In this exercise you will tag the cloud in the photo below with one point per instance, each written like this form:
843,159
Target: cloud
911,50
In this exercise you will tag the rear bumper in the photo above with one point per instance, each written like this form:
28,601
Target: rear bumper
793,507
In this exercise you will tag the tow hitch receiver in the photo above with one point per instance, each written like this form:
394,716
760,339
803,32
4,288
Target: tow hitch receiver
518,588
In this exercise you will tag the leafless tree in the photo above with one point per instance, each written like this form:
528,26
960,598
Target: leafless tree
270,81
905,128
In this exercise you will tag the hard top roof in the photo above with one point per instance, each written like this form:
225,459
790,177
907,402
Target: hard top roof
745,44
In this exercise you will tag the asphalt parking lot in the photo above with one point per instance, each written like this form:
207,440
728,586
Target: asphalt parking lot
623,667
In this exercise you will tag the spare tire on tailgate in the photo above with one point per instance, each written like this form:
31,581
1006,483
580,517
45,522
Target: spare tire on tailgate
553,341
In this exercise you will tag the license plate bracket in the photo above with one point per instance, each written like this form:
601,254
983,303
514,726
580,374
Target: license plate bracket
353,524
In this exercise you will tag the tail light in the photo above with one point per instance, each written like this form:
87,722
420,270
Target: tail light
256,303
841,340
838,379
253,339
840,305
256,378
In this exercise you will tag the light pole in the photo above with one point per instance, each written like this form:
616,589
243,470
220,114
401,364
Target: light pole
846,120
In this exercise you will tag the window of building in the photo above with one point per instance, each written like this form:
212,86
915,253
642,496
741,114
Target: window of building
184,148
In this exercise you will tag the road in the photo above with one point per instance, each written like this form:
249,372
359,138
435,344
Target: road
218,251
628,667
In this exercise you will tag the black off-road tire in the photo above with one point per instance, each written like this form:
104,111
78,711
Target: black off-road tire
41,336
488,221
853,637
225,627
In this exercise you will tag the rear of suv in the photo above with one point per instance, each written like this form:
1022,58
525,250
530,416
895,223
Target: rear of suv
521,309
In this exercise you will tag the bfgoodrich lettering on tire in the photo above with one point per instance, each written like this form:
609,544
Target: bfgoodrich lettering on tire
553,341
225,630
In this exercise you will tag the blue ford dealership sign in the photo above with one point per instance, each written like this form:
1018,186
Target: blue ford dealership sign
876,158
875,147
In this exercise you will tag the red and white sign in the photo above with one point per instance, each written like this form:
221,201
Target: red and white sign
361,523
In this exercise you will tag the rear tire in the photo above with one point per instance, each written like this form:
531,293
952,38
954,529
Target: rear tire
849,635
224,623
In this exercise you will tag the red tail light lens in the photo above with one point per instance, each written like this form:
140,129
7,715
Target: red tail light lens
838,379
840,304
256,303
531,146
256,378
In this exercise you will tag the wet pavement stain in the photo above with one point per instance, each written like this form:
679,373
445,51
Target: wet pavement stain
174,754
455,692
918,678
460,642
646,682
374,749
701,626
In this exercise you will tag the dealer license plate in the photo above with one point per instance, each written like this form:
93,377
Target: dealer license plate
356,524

[YOUR TASK] Please rewrite the material from the line with "In this exercise you will tag the rear of" through the end, changing "rear tire" to "back tire" and leaving everything else unchanged.

[WRITTEN ANSWER]
In this exercise you will tag the rear of suv in the photo above with one point per instance, each written like this form:
1022,58
525,250
530,416
895,223
Target: rear of suv
521,309
In this exercise you will tag the bfgoodrich lettering on tire in the photo above with one point per instance, each written like this form:
609,544
Target: bfgoodrich lettering on tire
553,341
225,630
In this exercise you will tag the blue ford dealership sign in the photo above with one point per instance, each written like this form:
1018,186
Target: blue ford dealership sign
876,158
875,147
In this exercise you will tag the red and white sign in the photo above with one point per instance, each written like this form:
221,201
Target: red and white sign
361,523
In this exercise you will tag the back tire in the photo above with one point per instance, each written like this form:
531,293
952,38
954,529
Target: back tire
849,635
224,623
In this exercise you will tag the red tail light lens in the photo above with one point per instance, each written like this form:
140,129
7,715
Target: red tail light lens
838,379
840,304
256,303
531,146
256,378
In this exercise you will tag the wet pavement stain in the photo above with one point per instance, each written like this form:
679,373
445,51
Target: wet pavement stain
174,754
455,692
918,678
460,642
646,682
374,749
701,626
In this exercise you will tag the dealer license plate in the photo above with one point per instance, each written like this form:
93,377
Target: dealer license plate
356,524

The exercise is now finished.